Brief:
Count how many lines of the material below contain the word "white". Reply with the number alone.
^^^^^^^^
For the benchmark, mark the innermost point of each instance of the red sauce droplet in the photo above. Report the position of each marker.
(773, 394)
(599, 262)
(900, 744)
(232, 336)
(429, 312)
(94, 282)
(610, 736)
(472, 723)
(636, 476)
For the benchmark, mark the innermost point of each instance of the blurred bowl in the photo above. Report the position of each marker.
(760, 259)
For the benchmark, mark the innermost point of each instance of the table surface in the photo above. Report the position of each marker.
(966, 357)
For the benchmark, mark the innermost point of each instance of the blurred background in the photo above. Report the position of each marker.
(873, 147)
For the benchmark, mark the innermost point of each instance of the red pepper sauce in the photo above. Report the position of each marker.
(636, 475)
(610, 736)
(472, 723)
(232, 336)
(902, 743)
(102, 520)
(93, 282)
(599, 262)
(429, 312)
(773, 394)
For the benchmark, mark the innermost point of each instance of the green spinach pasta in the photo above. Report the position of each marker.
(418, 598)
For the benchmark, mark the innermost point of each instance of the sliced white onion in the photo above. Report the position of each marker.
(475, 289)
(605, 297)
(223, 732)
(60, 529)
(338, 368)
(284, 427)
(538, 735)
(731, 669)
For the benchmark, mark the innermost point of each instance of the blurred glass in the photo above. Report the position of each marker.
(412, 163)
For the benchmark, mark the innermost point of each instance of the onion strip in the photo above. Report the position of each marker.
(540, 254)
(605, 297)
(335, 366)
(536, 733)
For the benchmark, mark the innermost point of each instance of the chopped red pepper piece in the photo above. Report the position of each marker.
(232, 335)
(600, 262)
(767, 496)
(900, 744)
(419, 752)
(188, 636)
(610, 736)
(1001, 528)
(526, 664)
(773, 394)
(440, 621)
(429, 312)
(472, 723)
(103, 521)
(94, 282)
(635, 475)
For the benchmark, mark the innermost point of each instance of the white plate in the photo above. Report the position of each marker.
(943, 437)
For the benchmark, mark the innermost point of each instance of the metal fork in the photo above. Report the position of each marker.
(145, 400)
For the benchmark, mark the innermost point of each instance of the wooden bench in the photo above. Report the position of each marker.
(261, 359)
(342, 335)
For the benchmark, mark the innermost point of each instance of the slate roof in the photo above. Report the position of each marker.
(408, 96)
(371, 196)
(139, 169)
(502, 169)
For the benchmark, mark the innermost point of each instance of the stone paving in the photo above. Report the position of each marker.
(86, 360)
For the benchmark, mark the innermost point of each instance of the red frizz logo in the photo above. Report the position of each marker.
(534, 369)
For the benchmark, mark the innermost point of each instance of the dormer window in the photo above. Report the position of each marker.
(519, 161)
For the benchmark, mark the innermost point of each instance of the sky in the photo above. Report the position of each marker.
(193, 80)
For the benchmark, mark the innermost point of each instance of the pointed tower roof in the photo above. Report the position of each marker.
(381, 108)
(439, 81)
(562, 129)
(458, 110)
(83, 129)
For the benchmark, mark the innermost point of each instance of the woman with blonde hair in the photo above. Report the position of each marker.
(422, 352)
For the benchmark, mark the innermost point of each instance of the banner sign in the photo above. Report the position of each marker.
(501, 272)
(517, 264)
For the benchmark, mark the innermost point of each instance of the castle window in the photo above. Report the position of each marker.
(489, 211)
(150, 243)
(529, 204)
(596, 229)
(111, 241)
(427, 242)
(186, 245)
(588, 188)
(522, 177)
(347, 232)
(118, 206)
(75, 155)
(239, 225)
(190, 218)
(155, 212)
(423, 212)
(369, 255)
^^^^^^^^
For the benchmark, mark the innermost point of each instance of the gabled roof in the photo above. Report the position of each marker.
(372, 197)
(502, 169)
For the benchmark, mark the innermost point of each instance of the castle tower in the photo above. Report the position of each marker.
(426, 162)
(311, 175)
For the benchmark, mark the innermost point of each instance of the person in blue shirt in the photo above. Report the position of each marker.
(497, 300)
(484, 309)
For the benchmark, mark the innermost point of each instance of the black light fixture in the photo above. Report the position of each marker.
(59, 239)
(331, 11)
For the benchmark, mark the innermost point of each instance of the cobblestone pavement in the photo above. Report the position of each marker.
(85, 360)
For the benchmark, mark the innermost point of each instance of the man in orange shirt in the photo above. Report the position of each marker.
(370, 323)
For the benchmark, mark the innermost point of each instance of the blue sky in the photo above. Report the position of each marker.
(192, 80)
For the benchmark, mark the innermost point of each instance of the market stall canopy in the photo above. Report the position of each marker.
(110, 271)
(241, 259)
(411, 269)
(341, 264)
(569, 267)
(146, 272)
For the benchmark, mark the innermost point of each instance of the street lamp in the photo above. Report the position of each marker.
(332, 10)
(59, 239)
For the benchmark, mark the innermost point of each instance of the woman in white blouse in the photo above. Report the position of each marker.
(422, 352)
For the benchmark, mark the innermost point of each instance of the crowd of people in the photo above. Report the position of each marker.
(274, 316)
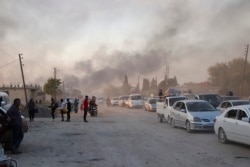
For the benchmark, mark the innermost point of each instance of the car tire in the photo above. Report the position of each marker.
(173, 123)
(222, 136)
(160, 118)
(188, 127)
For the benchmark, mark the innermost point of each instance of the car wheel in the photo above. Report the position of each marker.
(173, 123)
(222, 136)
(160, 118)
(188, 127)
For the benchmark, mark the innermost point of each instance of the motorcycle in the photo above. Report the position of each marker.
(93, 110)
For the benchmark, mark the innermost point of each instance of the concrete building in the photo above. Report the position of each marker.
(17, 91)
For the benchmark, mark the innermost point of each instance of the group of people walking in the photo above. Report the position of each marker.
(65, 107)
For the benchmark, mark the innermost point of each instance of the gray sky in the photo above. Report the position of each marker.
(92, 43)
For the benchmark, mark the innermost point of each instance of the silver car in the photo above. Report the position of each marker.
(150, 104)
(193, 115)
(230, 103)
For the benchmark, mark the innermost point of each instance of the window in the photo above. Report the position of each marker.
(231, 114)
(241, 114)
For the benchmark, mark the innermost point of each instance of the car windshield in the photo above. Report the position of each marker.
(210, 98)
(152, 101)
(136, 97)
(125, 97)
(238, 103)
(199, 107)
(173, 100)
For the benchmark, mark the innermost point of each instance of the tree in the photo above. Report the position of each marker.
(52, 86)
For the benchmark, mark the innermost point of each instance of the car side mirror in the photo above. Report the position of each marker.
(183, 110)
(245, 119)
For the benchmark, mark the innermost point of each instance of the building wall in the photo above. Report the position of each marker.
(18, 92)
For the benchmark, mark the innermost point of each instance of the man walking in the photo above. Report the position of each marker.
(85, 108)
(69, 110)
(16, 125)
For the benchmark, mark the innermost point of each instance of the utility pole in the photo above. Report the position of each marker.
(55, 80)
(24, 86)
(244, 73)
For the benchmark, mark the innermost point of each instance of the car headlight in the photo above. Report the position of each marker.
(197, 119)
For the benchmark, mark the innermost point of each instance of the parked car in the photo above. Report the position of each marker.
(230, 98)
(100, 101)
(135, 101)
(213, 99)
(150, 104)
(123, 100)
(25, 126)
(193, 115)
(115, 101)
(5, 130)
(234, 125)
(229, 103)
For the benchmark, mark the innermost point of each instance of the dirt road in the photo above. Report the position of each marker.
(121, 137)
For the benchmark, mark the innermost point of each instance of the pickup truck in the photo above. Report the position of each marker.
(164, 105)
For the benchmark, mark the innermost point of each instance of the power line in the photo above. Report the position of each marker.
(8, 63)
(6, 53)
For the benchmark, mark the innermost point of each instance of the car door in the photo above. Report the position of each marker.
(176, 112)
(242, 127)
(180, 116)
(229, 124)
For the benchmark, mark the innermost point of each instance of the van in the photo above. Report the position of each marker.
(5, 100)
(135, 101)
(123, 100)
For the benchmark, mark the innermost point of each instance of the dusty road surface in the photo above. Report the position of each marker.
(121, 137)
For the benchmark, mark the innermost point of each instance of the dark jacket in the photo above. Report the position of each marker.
^^^^^^^^
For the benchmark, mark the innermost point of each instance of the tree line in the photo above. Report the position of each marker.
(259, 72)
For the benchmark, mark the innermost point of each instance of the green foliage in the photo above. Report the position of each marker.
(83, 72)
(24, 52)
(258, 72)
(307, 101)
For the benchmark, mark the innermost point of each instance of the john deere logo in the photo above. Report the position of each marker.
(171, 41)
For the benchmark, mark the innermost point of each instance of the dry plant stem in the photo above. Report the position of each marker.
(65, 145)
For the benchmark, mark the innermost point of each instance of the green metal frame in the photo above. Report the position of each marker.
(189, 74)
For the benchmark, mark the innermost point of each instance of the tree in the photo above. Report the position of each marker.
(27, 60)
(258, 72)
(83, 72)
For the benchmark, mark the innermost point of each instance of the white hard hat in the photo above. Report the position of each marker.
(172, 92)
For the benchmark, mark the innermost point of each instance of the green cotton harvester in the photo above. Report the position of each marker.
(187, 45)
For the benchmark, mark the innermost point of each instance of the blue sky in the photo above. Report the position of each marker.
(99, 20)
^^^^^^^^
Exercise response:
4